◆ **EXERCISE**
Rewrite these lines with "background" changed to "outside" everywhere it appears, leaving everything else unchanged.

◆ **RECORDS TO PROCESS**
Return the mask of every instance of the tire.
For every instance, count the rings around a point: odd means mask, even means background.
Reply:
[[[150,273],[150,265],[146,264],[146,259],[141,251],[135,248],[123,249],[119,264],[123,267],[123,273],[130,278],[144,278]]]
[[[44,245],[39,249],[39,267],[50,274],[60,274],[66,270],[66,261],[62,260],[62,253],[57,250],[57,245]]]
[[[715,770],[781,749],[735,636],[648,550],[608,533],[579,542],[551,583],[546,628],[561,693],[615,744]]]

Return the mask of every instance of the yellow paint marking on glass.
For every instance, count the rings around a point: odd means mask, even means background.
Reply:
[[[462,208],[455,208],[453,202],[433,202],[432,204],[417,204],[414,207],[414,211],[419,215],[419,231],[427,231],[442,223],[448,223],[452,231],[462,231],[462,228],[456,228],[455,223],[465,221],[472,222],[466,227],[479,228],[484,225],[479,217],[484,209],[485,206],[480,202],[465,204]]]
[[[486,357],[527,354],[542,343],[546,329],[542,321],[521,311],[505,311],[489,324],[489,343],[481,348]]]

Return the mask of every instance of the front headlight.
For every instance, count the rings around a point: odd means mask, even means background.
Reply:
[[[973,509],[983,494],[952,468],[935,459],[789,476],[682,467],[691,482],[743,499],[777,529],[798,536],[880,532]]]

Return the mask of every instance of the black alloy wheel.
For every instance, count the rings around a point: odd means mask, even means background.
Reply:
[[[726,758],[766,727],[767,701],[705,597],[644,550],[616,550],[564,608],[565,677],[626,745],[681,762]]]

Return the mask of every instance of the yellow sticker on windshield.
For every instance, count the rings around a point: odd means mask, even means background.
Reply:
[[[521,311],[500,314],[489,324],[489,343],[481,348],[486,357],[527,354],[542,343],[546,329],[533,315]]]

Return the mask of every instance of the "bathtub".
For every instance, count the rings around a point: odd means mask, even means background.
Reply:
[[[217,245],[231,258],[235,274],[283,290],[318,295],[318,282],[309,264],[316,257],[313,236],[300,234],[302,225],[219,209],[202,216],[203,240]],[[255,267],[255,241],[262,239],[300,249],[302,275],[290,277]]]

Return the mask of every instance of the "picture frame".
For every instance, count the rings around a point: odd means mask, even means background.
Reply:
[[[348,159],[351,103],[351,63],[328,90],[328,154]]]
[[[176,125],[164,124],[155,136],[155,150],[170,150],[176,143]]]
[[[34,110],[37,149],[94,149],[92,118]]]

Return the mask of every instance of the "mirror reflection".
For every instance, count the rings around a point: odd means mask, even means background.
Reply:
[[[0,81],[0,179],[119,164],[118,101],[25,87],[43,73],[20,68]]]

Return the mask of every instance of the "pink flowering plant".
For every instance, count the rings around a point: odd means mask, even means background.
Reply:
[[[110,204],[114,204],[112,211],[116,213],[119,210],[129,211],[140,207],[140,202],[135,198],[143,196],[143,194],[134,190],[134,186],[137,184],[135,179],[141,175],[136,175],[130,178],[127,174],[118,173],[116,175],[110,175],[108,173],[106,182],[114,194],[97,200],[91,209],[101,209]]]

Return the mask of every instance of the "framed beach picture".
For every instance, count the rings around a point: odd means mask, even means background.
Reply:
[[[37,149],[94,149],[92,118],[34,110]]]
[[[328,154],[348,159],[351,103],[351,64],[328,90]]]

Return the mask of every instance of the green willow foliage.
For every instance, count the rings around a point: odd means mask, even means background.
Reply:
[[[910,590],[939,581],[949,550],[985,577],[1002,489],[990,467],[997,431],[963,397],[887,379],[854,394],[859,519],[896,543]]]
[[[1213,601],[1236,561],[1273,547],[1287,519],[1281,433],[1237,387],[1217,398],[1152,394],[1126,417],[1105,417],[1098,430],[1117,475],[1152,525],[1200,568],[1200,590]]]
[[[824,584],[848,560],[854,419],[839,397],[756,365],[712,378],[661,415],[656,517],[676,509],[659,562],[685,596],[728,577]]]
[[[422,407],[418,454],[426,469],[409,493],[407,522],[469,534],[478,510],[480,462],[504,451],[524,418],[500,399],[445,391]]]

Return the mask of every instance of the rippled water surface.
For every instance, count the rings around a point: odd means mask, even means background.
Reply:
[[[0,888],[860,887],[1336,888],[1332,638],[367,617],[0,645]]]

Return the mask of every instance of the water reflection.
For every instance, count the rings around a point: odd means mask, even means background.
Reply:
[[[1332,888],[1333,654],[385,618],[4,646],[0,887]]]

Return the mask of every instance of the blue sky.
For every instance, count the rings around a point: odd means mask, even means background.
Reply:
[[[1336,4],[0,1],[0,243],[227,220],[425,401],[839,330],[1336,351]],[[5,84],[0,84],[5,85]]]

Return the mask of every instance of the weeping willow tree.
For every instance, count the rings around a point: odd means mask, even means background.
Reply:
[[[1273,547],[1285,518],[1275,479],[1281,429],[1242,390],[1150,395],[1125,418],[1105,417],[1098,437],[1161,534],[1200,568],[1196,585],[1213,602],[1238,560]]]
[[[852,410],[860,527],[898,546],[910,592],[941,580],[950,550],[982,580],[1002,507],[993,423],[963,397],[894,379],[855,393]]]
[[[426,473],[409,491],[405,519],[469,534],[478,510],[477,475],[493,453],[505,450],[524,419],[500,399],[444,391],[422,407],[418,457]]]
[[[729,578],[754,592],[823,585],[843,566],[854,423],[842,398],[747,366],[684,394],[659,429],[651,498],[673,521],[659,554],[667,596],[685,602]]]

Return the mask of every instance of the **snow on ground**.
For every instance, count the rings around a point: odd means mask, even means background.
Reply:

◆ **TASK SOLUTION**
Return the mask of every instance of the tire.
For every instance, count the rings around a point: odd means mask, even means outside.
Reply:
[[[150,273],[150,265],[146,264],[146,259],[141,251],[135,248],[123,249],[119,264],[123,267],[123,273],[130,278],[144,278]]]
[[[44,245],[39,249],[39,267],[50,274],[60,274],[66,270],[66,261],[62,260],[62,253],[57,250],[57,245]]]
[[[715,770],[781,749],[735,636],[648,550],[608,533],[579,542],[551,583],[546,628],[561,693],[615,744]]]

Return the mask of every instance of the yellow paint marking on glass.
For every instance, count the rings around a point: odd means mask, even means outside.
Reply:
[[[462,208],[455,208],[453,202],[433,202],[432,204],[417,204],[414,207],[414,211],[419,215],[419,231],[427,231],[442,223],[448,223],[452,231],[462,231],[462,228],[456,228],[455,223],[465,221],[472,222],[466,227],[479,228],[484,225],[479,217],[484,209],[485,206],[480,202],[465,204]]]
[[[486,357],[527,354],[542,343],[546,329],[542,321],[521,311],[505,311],[489,324],[489,343],[481,348]]]

Return the mask of every instance of the front headlight.
For every instance, count the rings around a point: odd means mask, even means outside.
Reply:
[[[973,509],[983,494],[952,468],[935,459],[789,476],[682,467],[691,482],[743,499],[777,529],[798,536],[880,532]]]

Return the mask of every instance of the black alloy wheel.
For every instance, count the rings around a point: odd means mask, even means outside.
Reply:
[[[726,758],[766,727],[767,701],[705,597],[644,550],[616,550],[564,608],[565,677],[626,745],[681,762]]]

Return the mask of every instance of the yellow sticker on windshield.
For every instance, count the rings around a point: odd means mask, even means outside.
Reply:
[[[521,311],[500,314],[489,324],[489,343],[481,348],[486,357],[527,354],[542,343],[546,329],[533,315]]]

Return the mask of every instance of the "bathtub".
For every instance, count the rings around a point: odd means mask, even means outside.
Reply:
[[[217,245],[231,258],[235,274],[283,290],[318,295],[318,282],[309,264],[316,257],[313,236],[300,234],[302,225],[219,209],[202,216],[203,240]],[[255,267],[255,241],[262,239],[300,249],[302,275],[290,277]]]

Return the mask of every instance of the "picture frame".
For every instance, count the rings around a point: odd means mask, even means outside.
Reply:
[[[348,159],[351,103],[351,63],[328,90],[328,154]]]
[[[176,125],[164,124],[155,136],[155,150],[170,150],[176,143]]]
[[[34,110],[37,149],[94,149],[92,118]]]

Return the mask of every instance of the "mirror reflection".
For every instance, count the rings around a point: odd means mask, even means outside.
Reply:
[[[0,81],[0,179],[119,164],[118,101],[25,87],[43,73],[20,68]]]

Return the mask of every instance of the "pink flowering plant".
For every instance, count the rings around a point: odd means mask, even means outside.
Reply:
[[[110,204],[114,204],[112,211],[116,213],[119,210],[129,211],[140,207],[140,202],[135,198],[143,196],[143,194],[134,190],[134,186],[137,184],[135,179],[141,175],[136,175],[130,178],[127,174],[118,173],[116,175],[110,175],[108,173],[106,182],[114,194],[97,200],[91,209],[101,209]]]

Return the mask of every instance of the "framed beach picture".
For every instance, count the rings around a point: odd means mask, even means outside.
Reply:
[[[37,149],[94,149],[92,118],[34,110]]]
[[[328,154],[348,159],[351,103],[351,64],[328,90]]]

Return the mask of every instance of the green willow foliage.
For every instance, count the rings around a point: odd means mask, even means outside.
Reply:
[[[910,590],[939,581],[949,550],[985,577],[1002,489],[990,467],[997,431],[963,397],[887,379],[854,394],[859,519],[896,543]]]
[[[1213,601],[1236,561],[1273,547],[1287,519],[1281,433],[1237,387],[1217,398],[1152,394],[1126,417],[1105,417],[1098,430],[1117,475],[1152,525],[1200,568],[1200,590]]]
[[[824,584],[848,560],[854,419],[839,397],[756,365],[712,378],[661,415],[656,517],[676,509],[659,562],[685,596],[728,577]]]
[[[422,407],[418,454],[426,469],[409,493],[407,522],[469,534],[478,510],[480,462],[504,451],[524,418],[500,399],[445,391]]]

Return the mask of every instance of the rippled water surface.
For every instance, count the rings around a point: odd means mask, even means outside.
Reply:
[[[0,888],[860,887],[1336,888],[1332,638],[367,617],[0,645]]]

Return the mask of every instance of the water reflection.
For every instance, count the rings around a point: odd means mask, even means outside.
Reply:
[[[1332,888],[1333,654],[385,618],[4,646],[0,887]]]

Return the mask of every instance of the blue sky.
For every instance, count the rings around a point: odd means mask, even means outside.
Reply:
[[[1336,4],[0,1],[0,243],[227,220],[425,401],[839,330],[1336,351]],[[5,84],[0,84],[5,85]]]

Return the mask of every instance of the weeping willow tree.
For every instance, count the rings around a point: odd means mask, even means outside.
Reply:
[[[1273,547],[1285,518],[1275,479],[1281,429],[1242,390],[1150,395],[1125,418],[1105,417],[1098,437],[1161,534],[1200,568],[1196,585],[1213,602],[1238,560]]]
[[[852,410],[860,527],[898,546],[910,592],[941,580],[950,550],[982,580],[1002,507],[993,423],[963,397],[894,379],[855,393]]]
[[[426,473],[409,491],[405,519],[469,534],[478,510],[477,475],[493,453],[505,450],[524,419],[500,399],[444,391],[422,407],[418,457]]]
[[[729,578],[754,592],[823,585],[843,566],[854,423],[842,398],[747,366],[684,394],[659,429],[651,498],[673,521],[659,554],[667,596],[685,602]]]

Return the mask of every instance of the **snow on ground**.
For every instance, count the rings around a point: odd means mask, even means outside.
Reply:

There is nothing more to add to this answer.